• _Objective_:
Recast every line of the entries below as a Markdown table with the columns "Row" and "Text", numbering the rows and skipping blank lines. Omit the pictures.

>> Begin Data listing

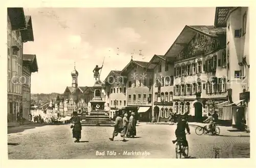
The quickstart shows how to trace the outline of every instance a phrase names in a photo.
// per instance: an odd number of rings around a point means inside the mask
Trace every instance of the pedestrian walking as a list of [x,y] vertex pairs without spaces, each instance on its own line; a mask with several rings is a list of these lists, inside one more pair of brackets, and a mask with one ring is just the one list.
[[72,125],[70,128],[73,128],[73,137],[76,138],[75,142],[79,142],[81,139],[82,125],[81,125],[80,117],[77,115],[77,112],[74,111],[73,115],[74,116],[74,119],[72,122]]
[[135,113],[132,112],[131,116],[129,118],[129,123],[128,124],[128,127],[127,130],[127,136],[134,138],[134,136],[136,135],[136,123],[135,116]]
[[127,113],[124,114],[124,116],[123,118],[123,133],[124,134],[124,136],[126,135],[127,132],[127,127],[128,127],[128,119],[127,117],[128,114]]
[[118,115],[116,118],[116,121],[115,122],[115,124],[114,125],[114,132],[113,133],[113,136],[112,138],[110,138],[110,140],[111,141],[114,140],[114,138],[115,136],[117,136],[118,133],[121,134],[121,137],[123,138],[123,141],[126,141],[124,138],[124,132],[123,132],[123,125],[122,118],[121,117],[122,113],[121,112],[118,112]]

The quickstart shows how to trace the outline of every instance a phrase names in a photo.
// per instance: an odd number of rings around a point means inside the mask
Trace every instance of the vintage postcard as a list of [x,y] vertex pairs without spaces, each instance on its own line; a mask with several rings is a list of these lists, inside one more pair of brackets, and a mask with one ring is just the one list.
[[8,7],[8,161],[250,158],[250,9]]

>> End Data listing

• _Response_:
| Row | Text |
|---|---|
| 1 | The quickstart shows how to trace the outline of every instance a phrase names in a photo. |
| 2 | // per instance: an odd number of rings around a point means inside the mask |
| 3 | Trace every instance of the pedestrian walking as a list of [x,y] vertex pairs without spaces, each instance on its own line; a mask with several rings is a list of these lists, inside one more pair of brackets, and a mask with one ring is just the one list. |
| 4 | [[72,125],[70,128],[73,128],[73,137],[76,138],[75,142],[79,142],[81,139],[82,125],[81,125],[80,117],[77,115],[77,112],[74,111],[73,115],[74,116],[74,119],[72,122]] |
| 5 | [[135,113],[132,112],[131,116],[129,118],[129,123],[128,124],[128,127],[127,130],[127,136],[134,138],[134,136],[136,135],[136,123],[135,116]] |
| 6 | [[127,113],[124,114],[124,116],[123,118],[123,133],[124,134],[124,136],[126,135],[127,132],[127,127],[128,127],[128,119],[127,117],[128,114]] |
| 7 | [[118,115],[116,118],[116,121],[115,122],[115,124],[114,125],[114,132],[113,133],[113,136],[112,138],[110,138],[110,140],[111,141],[114,140],[114,138],[115,136],[117,136],[118,133],[121,134],[121,137],[123,138],[123,141],[126,141],[124,138],[124,132],[123,132],[123,125],[122,118],[121,117],[122,113],[121,112],[118,112]] |
| 8 | The quickstart shows how to trace the outline of every instance a phrase names in a photo. |
| 9 | // per instance: an odd number of rings around a point means inside the mask |
| 10 | Trace every instance of the vintage postcard as a list of [x,y] vertex pairs without spaces, each instance on its own line; a mask with several rings is a list of these lists, inside one more pair of brackets, and a mask with one ring is just the one list. |
| 11 | [[8,7],[8,161],[250,158],[250,9]] |